● Work to complete:
A - List every newspaper and every bank named in the commentary on the Joong-Ang Daily, one per line, giving each once by its full name.
B - Reproduce word for word the stretch of the commentary on the Joong-Ang Daily from "Tucked into my" through "days a week.".

● Document section:

Tucked into my daily copy of the International Herald Tribune is a copy of the Joong-Ang Daily, which affects to provide a regular dose of Korean news but which usually succeeds only in riling me up with its pisspoor reportage and disingenuous social commentary. I'm not sure how much it costs to fold the Joong-Ang into my IHT, but I can assure you that its inclusion, on most days, devalues the package as a whole and I like to think I'm doing the publisher a favor by taking a copy off their hands everyday - a guaranteed point in my karma column, six days a week.

I write as much after reading this feature in yesterday's edition of the Joong-Ang, in which the paper profiles Kim Byeong-Cheol, a former branch manager for Dongwha Bank who, at 50 years old, lost his 80 million won per year job when Shinhan Bank acquired Dongwha in the wake of the 1997-98 Asian Financial Crisis. Since that time, he's sputtered and lurched from one failed business venture to the next and now relies on the income from his wife's noodle shop to pay the bills each month.

● Extracted entries:
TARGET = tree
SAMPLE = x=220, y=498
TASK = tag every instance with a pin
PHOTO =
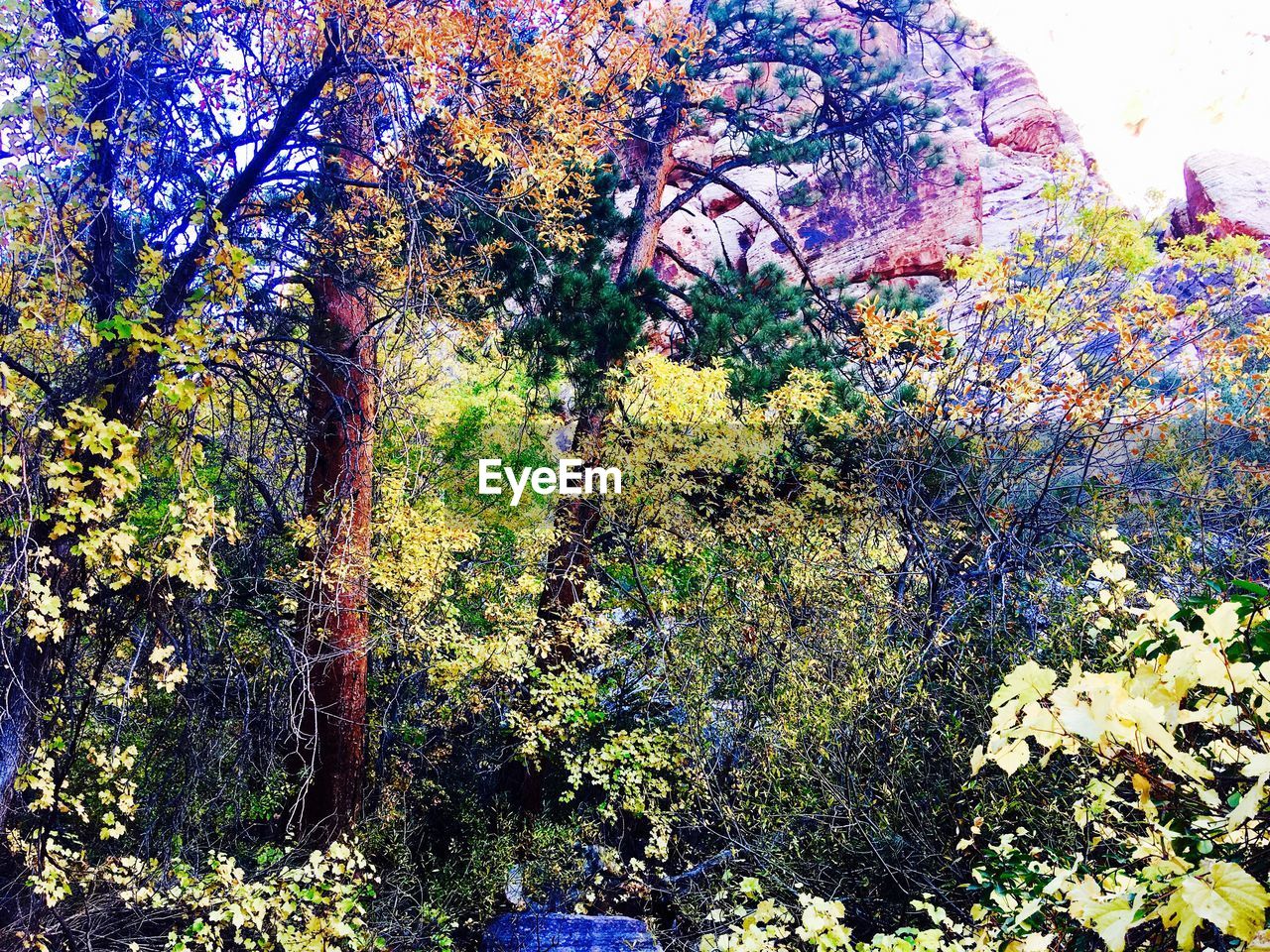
x=100, y=282
x=804, y=93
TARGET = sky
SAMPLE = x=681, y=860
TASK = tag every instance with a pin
x=1148, y=81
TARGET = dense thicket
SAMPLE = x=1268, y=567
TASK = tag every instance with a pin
x=275, y=277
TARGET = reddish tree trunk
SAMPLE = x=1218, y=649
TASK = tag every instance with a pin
x=341, y=394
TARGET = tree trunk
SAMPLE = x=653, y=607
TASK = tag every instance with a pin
x=341, y=395
x=576, y=520
x=338, y=490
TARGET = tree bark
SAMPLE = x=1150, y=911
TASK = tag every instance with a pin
x=338, y=495
x=341, y=395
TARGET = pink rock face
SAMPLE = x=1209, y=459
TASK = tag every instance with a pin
x=1233, y=186
x=1000, y=136
x=1015, y=112
x=862, y=229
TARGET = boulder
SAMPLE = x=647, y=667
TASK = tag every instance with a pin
x=559, y=932
x=1233, y=186
x=867, y=227
x=1015, y=112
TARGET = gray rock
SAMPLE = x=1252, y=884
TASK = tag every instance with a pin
x=558, y=932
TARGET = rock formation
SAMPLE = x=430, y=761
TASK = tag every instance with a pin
x=1234, y=188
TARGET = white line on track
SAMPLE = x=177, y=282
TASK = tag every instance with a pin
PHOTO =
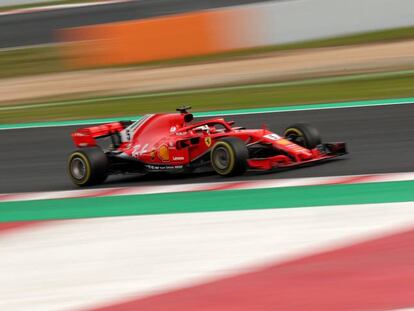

● Written responses:
A -
International Herald Tribune
Joong-Ang Daily
Dongwha Bank
Shinhan Bank

B -
Tucked into my daily copy of the International Herald Tribune is a copy of the Joong-Ang Daily, which affects to provide a regular dose of Korean news but which usually succeeds only in riling me up with its pisspoor reportage and disingenuous social commentary. I'm not sure how much it costs to fold the Joong-Ang into my IHT, but I can assure you that its inclusion, on most days, devalues the package as a whole and I like to think I'm doing the publisher a favor by taking a copy off their hands everyday - a guaranteed point in my karma column, six days a week.